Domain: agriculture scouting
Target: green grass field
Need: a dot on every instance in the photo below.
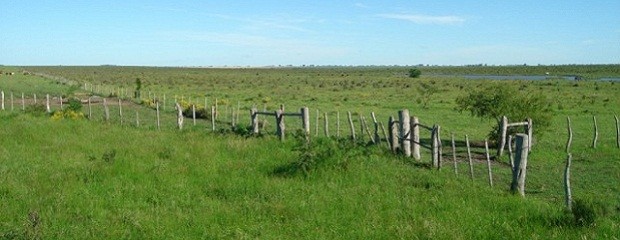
(92, 179)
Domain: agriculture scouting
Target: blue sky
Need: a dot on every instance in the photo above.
(262, 33)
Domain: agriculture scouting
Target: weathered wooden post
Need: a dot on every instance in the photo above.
(486, 148)
(316, 130)
(570, 135)
(2, 96)
(90, 110)
(377, 139)
(120, 110)
(415, 138)
(393, 126)
(305, 116)
(47, 103)
(137, 119)
(326, 126)
(179, 116)
(519, 172)
(351, 125)
(194, 114)
(435, 147)
(567, 190)
(158, 120)
(280, 123)
(617, 131)
(456, 171)
(213, 116)
(595, 132)
(338, 124)
(405, 132)
(503, 129)
(106, 110)
(254, 120)
(471, 162)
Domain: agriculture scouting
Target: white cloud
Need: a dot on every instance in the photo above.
(425, 19)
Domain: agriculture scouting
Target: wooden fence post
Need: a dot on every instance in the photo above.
(503, 128)
(393, 130)
(617, 131)
(456, 171)
(435, 147)
(179, 116)
(326, 126)
(486, 148)
(377, 138)
(305, 116)
(120, 110)
(280, 123)
(405, 132)
(47, 103)
(254, 120)
(519, 172)
(213, 116)
(415, 138)
(567, 190)
(570, 135)
(158, 120)
(106, 110)
(90, 110)
(351, 125)
(471, 163)
(595, 132)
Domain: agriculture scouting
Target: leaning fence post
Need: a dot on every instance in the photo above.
(595, 132)
(503, 128)
(415, 138)
(567, 191)
(405, 132)
(519, 172)
(351, 125)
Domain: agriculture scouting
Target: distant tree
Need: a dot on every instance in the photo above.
(414, 73)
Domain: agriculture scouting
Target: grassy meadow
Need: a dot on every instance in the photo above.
(95, 179)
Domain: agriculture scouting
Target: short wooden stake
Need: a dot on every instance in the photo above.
(486, 148)
(404, 132)
(519, 172)
(456, 171)
(570, 135)
(415, 137)
(351, 126)
(471, 162)
(567, 190)
(595, 132)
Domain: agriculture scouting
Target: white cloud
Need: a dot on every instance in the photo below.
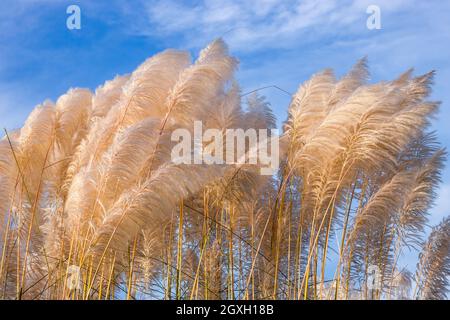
(442, 206)
(269, 23)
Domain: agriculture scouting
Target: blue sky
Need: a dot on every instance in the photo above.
(278, 42)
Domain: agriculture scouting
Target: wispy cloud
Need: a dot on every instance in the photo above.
(268, 24)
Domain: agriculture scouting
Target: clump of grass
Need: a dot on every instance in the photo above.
(89, 182)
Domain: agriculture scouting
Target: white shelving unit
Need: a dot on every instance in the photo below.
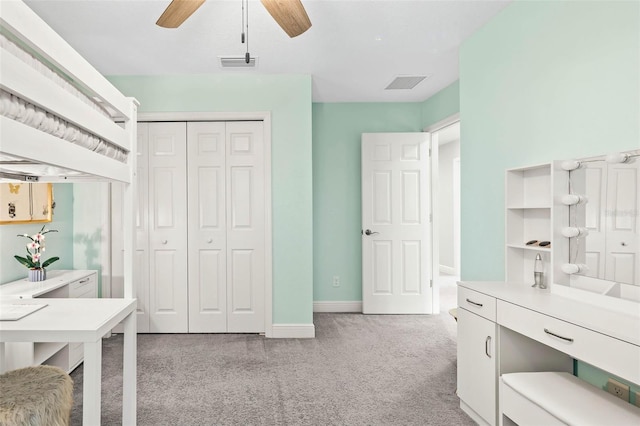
(528, 200)
(60, 284)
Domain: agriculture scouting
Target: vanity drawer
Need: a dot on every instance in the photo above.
(609, 354)
(478, 303)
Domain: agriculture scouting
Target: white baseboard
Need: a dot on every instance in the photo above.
(447, 270)
(293, 331)
(338, 306)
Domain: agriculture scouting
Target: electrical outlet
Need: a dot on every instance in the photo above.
(618, 389)
(336, 281)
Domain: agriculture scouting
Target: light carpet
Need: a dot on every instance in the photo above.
(359, 370)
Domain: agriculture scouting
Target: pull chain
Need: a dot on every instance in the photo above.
(247, 57)
(242, 35)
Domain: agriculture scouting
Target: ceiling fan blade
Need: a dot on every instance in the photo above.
(289, 14)
(177, 12)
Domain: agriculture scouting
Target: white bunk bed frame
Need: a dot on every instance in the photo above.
(19, 141)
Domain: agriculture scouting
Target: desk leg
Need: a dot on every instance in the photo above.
(129, 371)
(91, 396)
(2, 358)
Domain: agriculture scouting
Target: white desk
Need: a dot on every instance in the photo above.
(85, 321)
(511, 327)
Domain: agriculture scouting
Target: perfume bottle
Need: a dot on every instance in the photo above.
(538, 272)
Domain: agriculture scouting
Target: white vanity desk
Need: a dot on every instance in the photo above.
(84, 321)
(510, 327)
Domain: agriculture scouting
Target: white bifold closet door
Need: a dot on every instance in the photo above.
(226, 226)
(168, 309)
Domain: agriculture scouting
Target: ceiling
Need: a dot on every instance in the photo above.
(354, 49)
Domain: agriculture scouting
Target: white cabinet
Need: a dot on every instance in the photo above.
(477, 359)
(59, 284)
(528, 200)
(203, 183)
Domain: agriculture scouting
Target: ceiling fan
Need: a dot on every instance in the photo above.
(289, 14)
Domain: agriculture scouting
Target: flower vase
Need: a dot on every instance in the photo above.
(37, 274)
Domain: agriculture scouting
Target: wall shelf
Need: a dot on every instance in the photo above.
(528, 200)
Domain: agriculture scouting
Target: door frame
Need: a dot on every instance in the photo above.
(433, 129)
(265, 117)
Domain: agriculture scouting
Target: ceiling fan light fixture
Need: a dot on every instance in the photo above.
(238, 62)
(405, 82)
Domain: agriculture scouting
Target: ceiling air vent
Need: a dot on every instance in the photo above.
(405, 82)
(237, 62)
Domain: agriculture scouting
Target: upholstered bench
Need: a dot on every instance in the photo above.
(551, 398)
(36, 396)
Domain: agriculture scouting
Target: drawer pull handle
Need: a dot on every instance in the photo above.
(568, 339)
(475, 303)
(486, 346)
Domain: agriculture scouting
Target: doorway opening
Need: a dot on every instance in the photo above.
(445, 140)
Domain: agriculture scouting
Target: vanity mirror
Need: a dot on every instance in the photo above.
(25, 202)
(597, 224)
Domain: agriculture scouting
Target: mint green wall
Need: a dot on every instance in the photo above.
(442, 105)
(58, 243)
(541, 81)
(337, 128)
(288, 98)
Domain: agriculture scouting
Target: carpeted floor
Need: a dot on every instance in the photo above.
(359, 370)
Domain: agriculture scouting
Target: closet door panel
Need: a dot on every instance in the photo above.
(246, 228)
(207, 227)
(167, 228)
(141, 256)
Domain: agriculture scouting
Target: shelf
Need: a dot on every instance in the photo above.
(526, 247)
(528, 207)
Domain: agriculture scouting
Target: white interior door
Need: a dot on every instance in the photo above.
(245, 194)
(167, 228)
(623, 230)
(207, 227)
(396, 240)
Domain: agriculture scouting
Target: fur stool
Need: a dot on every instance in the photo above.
(36, 396)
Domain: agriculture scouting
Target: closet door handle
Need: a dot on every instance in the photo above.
(475, 303)
(567, 339)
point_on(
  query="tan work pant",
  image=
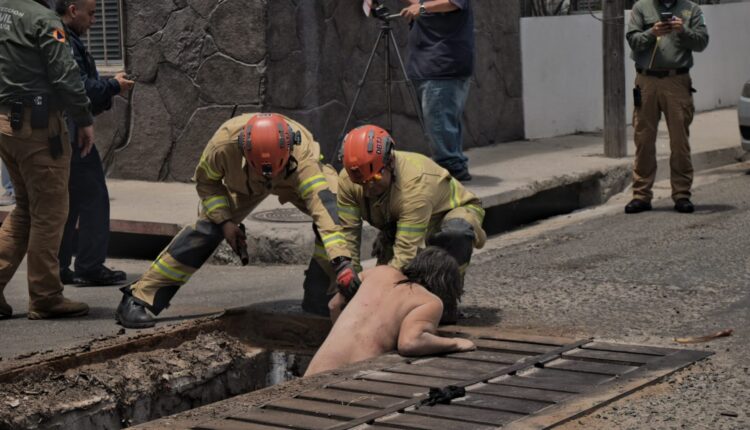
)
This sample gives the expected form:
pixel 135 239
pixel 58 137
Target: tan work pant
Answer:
pixel 36 223
pixel 673 96
pixel 194 244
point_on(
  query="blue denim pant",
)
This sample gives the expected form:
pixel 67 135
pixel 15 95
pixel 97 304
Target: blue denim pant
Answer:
pixel 443 102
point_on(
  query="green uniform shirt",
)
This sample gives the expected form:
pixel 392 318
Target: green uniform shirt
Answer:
pixel 674 50
pixel 421 194
pixel 35 59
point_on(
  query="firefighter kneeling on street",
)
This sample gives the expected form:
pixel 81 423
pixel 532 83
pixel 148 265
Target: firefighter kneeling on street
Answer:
pixel 412 201
pixel 248 158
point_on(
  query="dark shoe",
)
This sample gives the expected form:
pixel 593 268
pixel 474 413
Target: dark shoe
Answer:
pixel 64 309
pixel 636 206
pixel 67 276
pixel 101 276
pixel 684 206
pixel 132 314
pixel 5 310
pixel 462 175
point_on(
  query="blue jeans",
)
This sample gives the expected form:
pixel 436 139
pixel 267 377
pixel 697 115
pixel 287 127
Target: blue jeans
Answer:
pixel 443 102
pixel 7 184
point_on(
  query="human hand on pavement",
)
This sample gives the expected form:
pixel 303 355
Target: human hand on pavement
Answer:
pixel 234 236
pixel 125 84
pixel 86 139
pixel 463 345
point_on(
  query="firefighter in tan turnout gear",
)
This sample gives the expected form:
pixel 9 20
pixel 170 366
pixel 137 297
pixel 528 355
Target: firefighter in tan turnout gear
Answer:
pixel 410 199
pixel 248 158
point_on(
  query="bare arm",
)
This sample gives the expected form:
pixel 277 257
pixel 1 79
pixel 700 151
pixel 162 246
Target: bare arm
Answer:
pixel 418 333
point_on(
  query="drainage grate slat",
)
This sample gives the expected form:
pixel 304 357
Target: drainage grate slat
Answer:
pixel 405 391
pixel 284 419
pixel 625 358
pixel 490 356
pixel 472 415
pixel 351 398
pixel 513 347
pixel 535 394
pixel 318 408
pixel 419 381
pixel 590 367
pixel 429 423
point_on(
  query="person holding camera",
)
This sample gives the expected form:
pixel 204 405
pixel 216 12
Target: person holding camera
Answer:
pixel 441 62
pixel 38 81
pixel 662 36
pixel 249 158
pixel 87 188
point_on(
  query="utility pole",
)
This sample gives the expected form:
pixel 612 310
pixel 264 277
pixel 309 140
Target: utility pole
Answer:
pixel 613 31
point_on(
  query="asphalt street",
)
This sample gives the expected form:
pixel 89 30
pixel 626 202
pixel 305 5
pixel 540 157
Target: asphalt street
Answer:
pixel 643 278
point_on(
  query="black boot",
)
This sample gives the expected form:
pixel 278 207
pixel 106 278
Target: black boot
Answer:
pixel 131 313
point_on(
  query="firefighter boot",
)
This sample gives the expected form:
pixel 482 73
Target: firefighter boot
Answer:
pixel 64 308
pixel 5 310
pixel 131 313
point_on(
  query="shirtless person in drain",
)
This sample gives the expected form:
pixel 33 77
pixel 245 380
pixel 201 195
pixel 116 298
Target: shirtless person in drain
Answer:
pixel 394 310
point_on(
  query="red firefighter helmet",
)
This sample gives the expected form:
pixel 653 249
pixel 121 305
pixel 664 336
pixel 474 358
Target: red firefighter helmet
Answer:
pixel 267 141
pixel 366 152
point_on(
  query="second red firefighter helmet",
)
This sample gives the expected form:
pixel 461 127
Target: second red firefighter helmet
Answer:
pixel 267 141
pixel 366 152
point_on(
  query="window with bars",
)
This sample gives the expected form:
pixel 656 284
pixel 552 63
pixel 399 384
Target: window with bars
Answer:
pixel 104 39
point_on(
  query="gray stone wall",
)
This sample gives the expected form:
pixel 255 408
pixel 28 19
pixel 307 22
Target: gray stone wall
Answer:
pixel 197 62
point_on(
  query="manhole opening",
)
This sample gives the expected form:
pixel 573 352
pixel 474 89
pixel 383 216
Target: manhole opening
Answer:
pixel 141 380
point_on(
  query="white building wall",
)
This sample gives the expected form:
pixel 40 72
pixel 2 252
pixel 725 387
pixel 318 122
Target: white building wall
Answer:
pixel 562 69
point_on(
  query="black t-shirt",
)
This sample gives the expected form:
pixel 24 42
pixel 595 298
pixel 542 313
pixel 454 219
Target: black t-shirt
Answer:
pixel 441 45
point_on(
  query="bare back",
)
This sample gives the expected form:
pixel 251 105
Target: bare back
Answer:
pixel 369 325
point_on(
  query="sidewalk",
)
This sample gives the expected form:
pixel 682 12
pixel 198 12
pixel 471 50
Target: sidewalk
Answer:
pixel 563 173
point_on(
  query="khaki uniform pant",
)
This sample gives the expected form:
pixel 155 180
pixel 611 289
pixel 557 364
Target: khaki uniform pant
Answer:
pixel 36 223
pixel 194 244
pixel 672 96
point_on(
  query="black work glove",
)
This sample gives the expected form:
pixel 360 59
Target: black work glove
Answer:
pixel 347 279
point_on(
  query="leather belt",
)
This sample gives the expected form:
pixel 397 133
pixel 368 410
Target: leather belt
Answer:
pixel 662 73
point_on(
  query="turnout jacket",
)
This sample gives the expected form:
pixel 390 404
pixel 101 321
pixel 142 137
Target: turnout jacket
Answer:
pixel 35 59
pixel 224 182
pixel 421 194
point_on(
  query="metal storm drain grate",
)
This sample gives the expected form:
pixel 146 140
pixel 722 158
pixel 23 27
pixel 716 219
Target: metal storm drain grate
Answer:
pixel 282 215
pixel 514 381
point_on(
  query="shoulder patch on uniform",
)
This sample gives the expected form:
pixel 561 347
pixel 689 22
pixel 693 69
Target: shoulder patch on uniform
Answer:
pixel 59 35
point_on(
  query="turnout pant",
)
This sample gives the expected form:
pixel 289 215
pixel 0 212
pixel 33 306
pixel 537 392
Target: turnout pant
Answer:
pixel 36 223
pixel 672 96
pixel 194 245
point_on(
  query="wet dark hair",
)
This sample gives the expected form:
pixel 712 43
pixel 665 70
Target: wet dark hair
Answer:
pixel 437 271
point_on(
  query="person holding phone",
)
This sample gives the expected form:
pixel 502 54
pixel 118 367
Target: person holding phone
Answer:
pixel 663 36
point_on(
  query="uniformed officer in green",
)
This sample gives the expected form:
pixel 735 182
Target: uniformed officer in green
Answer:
pixel 663 35
pixel 38 80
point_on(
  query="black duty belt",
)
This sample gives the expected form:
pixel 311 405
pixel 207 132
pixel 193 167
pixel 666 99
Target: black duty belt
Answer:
pixel 662 73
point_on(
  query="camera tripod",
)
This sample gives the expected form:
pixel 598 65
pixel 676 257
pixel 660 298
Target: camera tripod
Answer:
pixel 386 38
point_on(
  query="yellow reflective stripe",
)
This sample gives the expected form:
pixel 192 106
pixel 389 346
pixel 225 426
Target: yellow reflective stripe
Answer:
pixel 454 194
pixel 320 252
pixel 476 209
pixel 213 203
pixel 411 229
pixel 170 272
pixel 211 173
pixel 307 186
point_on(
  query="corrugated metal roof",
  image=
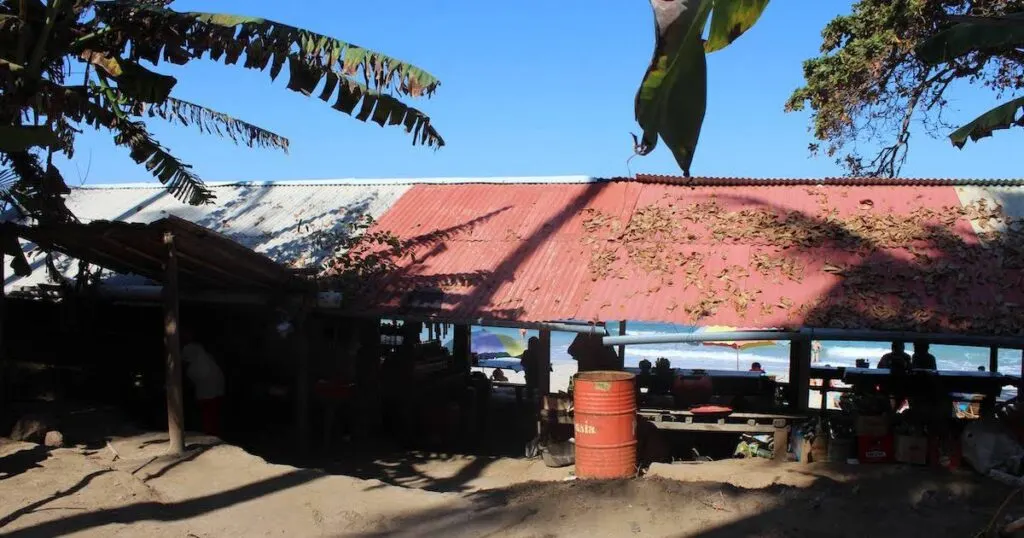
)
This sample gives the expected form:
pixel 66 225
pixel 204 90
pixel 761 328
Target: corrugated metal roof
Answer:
pixel 833 255
pixel 276 219
pixel 205 259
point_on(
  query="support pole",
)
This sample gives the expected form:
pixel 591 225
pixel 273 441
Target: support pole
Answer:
pixel 622 348
pixel 461 347
pixel 301 348
pixel 3 319
pixel 544 365
pixel 800 373
pixel 172 343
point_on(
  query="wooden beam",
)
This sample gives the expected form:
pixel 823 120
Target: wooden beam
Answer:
pixel 727 428
pixel 172 343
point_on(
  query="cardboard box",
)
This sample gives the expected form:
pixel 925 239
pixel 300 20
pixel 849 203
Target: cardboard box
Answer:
pixel 872 425
pixel 911 449
pixel 875 449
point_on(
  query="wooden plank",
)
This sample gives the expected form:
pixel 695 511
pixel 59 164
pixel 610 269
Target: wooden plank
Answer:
pixel 172 343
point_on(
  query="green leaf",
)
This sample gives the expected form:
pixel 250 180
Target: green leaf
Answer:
pixel 101 108
pixel 1003 117
pixel 133 80
pixel 974 33
pixel 685 107
pixel 22 137
pixel 730 19
pixel 212 122
pixel 312 58
pixel 672 98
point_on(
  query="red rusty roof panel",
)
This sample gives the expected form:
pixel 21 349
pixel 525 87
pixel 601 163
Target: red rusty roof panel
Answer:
pixel 840 254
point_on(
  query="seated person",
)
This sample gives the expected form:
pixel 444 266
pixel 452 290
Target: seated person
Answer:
pixel 897 359
pixel 922 359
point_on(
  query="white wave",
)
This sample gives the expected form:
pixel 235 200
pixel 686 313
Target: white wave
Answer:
pixel 853 353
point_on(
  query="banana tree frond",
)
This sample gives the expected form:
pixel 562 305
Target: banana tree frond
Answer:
pixel 22 137
pixel 312 58
pixel 38 193
pixel 176 175
pixel 730 19
pixel 264 42
pixel 1005 116
pixel 971 34
pixel 133 80
pixel 101 108
pixel 213 122
pixel 379 108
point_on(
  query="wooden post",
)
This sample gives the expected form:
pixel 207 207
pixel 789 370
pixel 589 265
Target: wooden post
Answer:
pixel 172 344
pixel 780 440
pixel 300 345
pixel 622 348
pixel 544 365
pixel 3 319
pixel 461 347
pixel 800 373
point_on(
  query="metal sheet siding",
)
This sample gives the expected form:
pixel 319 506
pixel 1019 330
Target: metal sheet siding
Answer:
pixel 528 245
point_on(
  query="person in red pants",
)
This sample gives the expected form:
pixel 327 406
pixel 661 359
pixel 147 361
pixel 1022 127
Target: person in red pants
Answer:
pixel 208 380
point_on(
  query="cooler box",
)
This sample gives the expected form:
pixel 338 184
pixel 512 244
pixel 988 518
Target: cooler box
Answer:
pixel 876 449
pixel 944 452
pixel 911 449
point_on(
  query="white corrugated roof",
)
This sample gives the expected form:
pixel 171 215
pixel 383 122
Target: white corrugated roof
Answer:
pixel 273 218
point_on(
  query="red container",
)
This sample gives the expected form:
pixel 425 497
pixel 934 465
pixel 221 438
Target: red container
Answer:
pixel 876 449
pixel 605 424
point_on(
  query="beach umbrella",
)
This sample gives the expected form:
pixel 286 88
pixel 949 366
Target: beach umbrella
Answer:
pixel 737 345
pixel 492 345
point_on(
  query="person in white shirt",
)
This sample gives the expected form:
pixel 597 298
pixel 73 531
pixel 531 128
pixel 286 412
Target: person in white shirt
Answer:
pixel 208 379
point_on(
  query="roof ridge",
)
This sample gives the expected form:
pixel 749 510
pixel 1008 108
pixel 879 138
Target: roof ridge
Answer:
pixel 828 181
pixel 544 179
pixel 576 179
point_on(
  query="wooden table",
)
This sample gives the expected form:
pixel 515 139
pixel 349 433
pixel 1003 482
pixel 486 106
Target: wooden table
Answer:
pixel 777 425
pixel 945 381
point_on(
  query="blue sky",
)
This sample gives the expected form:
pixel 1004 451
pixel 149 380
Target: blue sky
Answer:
pixel 528 88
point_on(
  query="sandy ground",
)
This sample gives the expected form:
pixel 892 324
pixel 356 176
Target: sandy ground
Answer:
pixel 220 491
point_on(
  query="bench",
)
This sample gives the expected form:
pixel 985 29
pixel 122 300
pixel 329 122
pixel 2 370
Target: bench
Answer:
pixel 519 387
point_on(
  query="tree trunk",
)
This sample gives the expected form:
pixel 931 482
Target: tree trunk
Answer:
pixel 172 343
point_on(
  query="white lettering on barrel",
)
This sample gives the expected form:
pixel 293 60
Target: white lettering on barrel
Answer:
pixel 585 428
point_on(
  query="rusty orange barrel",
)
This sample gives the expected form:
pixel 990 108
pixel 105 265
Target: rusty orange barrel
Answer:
pixel 605 424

○ ○ ○ ○ ○ ○ ○

## TRY IT:
Count how many lines of the material hold the string "desk". Give the number and nothing more.

## RESPONSE:
3